*Passage to read*:
※
Hello all. I'm using XML::LibXML to parse some HTML. Mostly it's working
great - fast and very useful XPath support. My problem is that it's choking
on some very bad HTML in a very bad way - it's sitting on the CPU until
killed manually. I expected some HTML wouldn't parse, so this isn't such a
tragedy. What is a big problem is that my attempt to work around this with
alarm() aren't working!
Here's my code:
use strict;
use warnings;
use XML::LibXML;
my $html = do { local $/; <> };
my $libxml = XML::LibXML->new();
#$libxml->recover(2);
eval {
local $SIG{ALRM} = sub { die "TIMEOUT\n" };
alarm(10);
$libxml->parse_html_string($html);
alarm(0);
};
if ($@ and $@ eq "TIMEOUT\n") {
warn "Timed out ok.\n";
} elsif ($@) {
die $@;
}
If I replace the parse call with sleep(20) then it works as expected - the
alarm triggers and the timeout is caught. If I run it as-is with my sample
HTML then it never stops until killed. If you want to play along at home
here's the test file:
http://sam.tregar.com/libxml-fail.html
BEWARE: that's some really bad HTML and it not only breaks XML::LibXML but
it also crashed Firefox on me. You probably don't want to load it in your
browser.
※
*Material supplied*:
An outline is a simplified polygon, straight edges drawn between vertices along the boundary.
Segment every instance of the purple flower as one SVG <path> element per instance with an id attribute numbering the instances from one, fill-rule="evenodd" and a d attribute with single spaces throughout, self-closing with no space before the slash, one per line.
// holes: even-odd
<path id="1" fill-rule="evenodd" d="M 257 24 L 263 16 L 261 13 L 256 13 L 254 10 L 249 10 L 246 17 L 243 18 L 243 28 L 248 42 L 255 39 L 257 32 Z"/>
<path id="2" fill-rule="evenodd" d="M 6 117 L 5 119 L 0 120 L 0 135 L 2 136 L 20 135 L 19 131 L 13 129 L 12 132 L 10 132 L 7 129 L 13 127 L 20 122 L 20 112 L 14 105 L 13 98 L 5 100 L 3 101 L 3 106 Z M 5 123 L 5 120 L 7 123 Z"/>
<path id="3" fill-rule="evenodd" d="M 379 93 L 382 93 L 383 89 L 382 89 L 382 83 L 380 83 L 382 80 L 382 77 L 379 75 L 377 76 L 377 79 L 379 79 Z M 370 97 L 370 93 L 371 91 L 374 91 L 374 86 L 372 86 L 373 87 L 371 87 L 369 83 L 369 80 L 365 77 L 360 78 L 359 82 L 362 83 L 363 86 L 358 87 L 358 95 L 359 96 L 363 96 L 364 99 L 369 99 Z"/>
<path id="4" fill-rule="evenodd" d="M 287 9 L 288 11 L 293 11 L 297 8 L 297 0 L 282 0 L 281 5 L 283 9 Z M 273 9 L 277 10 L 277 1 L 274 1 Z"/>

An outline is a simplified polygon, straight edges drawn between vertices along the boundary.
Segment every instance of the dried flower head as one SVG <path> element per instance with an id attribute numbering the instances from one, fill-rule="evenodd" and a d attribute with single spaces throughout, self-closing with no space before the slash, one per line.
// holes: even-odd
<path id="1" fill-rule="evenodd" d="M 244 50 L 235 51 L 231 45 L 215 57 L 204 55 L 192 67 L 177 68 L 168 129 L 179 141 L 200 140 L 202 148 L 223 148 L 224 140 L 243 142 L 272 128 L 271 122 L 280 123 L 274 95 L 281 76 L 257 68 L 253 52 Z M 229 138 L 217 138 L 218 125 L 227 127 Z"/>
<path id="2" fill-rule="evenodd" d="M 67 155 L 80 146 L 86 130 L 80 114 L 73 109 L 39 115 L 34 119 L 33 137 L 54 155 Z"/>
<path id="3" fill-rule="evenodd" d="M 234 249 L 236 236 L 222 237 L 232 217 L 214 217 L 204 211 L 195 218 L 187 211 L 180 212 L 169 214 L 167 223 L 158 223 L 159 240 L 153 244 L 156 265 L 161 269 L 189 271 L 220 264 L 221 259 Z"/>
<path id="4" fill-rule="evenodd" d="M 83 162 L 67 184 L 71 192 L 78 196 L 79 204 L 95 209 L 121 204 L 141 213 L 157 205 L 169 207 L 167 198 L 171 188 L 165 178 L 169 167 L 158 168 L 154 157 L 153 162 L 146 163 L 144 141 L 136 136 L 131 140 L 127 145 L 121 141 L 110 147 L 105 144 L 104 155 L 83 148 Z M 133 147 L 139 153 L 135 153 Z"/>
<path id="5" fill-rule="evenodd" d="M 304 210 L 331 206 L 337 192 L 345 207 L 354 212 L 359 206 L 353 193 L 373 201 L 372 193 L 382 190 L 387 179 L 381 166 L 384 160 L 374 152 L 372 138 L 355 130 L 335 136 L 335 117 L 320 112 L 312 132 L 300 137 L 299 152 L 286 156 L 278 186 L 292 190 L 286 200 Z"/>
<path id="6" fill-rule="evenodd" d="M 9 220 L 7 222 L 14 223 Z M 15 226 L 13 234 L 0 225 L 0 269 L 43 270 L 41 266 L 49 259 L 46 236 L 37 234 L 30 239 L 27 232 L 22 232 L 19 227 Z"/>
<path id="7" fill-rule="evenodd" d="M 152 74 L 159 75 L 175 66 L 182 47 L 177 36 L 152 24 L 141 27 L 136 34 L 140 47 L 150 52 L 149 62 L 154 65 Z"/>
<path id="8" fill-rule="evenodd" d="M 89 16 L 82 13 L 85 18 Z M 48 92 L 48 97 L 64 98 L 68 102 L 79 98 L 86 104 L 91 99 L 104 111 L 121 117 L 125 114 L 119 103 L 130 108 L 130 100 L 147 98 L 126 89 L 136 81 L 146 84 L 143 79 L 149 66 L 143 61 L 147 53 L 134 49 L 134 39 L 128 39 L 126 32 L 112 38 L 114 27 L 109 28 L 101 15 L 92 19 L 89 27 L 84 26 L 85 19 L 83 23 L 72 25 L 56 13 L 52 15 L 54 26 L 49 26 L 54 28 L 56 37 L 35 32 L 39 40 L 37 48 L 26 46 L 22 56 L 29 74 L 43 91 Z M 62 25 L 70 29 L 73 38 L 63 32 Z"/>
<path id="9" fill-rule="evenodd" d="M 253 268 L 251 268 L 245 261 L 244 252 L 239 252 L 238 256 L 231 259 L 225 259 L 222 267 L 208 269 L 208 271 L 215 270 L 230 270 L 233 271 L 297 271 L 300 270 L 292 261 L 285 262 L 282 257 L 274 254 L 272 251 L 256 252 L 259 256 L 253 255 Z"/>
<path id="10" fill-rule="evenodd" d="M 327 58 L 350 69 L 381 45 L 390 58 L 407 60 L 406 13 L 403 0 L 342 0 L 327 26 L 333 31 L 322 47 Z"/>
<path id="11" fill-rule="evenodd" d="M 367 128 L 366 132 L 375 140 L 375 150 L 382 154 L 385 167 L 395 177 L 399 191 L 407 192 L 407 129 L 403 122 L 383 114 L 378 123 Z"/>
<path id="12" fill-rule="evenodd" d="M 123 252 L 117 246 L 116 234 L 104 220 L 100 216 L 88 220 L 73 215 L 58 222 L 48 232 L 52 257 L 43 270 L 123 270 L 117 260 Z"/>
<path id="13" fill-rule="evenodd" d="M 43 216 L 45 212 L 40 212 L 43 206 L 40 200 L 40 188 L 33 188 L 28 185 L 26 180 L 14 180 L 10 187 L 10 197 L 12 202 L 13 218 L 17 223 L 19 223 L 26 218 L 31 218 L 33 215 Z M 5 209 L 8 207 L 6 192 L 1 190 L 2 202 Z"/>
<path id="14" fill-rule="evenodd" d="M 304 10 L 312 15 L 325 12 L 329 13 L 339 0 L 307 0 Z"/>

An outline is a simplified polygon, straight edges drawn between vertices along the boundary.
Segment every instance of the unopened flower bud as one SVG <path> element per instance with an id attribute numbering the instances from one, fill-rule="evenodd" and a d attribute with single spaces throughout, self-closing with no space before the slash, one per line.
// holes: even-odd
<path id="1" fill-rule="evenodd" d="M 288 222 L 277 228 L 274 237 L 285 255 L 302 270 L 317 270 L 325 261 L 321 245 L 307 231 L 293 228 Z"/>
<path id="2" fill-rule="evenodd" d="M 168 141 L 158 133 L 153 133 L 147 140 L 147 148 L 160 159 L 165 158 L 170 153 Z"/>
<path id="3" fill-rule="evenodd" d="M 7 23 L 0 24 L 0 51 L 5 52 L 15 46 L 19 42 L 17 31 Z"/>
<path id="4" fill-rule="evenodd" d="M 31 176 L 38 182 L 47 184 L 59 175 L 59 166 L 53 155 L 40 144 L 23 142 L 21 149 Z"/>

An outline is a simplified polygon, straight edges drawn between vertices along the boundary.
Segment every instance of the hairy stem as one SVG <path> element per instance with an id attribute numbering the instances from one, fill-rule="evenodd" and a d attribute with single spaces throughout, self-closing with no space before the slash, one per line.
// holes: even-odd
※
*Exercise description*:
Return the full message about XML::LibXML hanging on bad HTML, word for word, from its opening greeting through its closing warning.

*Solution for this problem*:
Hello all. I'm using XML::LibXML to parse some HTML. Mostly it's working
great - fast and very useful XPath support. My problem is that it's choking
on some very bad HTML in a very bad way - it's sitting on the CPU until
killed manually. I expected some HTML wouldn't parse, so this isn't such a
tragedy. What is a big problem is that my attempt to work around this with
alarm() aren't working!
Here's my code:
use strict;
use warnings;
use XML::LibXML;
my $html = do { local $/; <> };
my $libxml = XML::LibXML->new();
#$libxml->recover(2);
eval {
local $SIG{ALRM} = sub { die "TIMEOUT\n" };
alarm(10);
$libxml->parse_html_string($html);
alarm(0);
};
if ($@ and $@ eq "TIMEOUT\n") {
warn "Timed out ok.\n";
} elsif ($@) {
die $@;
}
If I replace the parse call with sleep(20) then it works as expected - the
alarm triggers and the timeout is caught. If I run it as-is with my sample
HTML then it never stops until killed. If you want to play along at home
here's the test file:
http://sam.tregar.com/libxml-fail.html
BEWARE: that's some really bad HTML and it not only breaks XML::LibXML but
it also crashed Firefox on me. You probably don't want to load it in your
browser.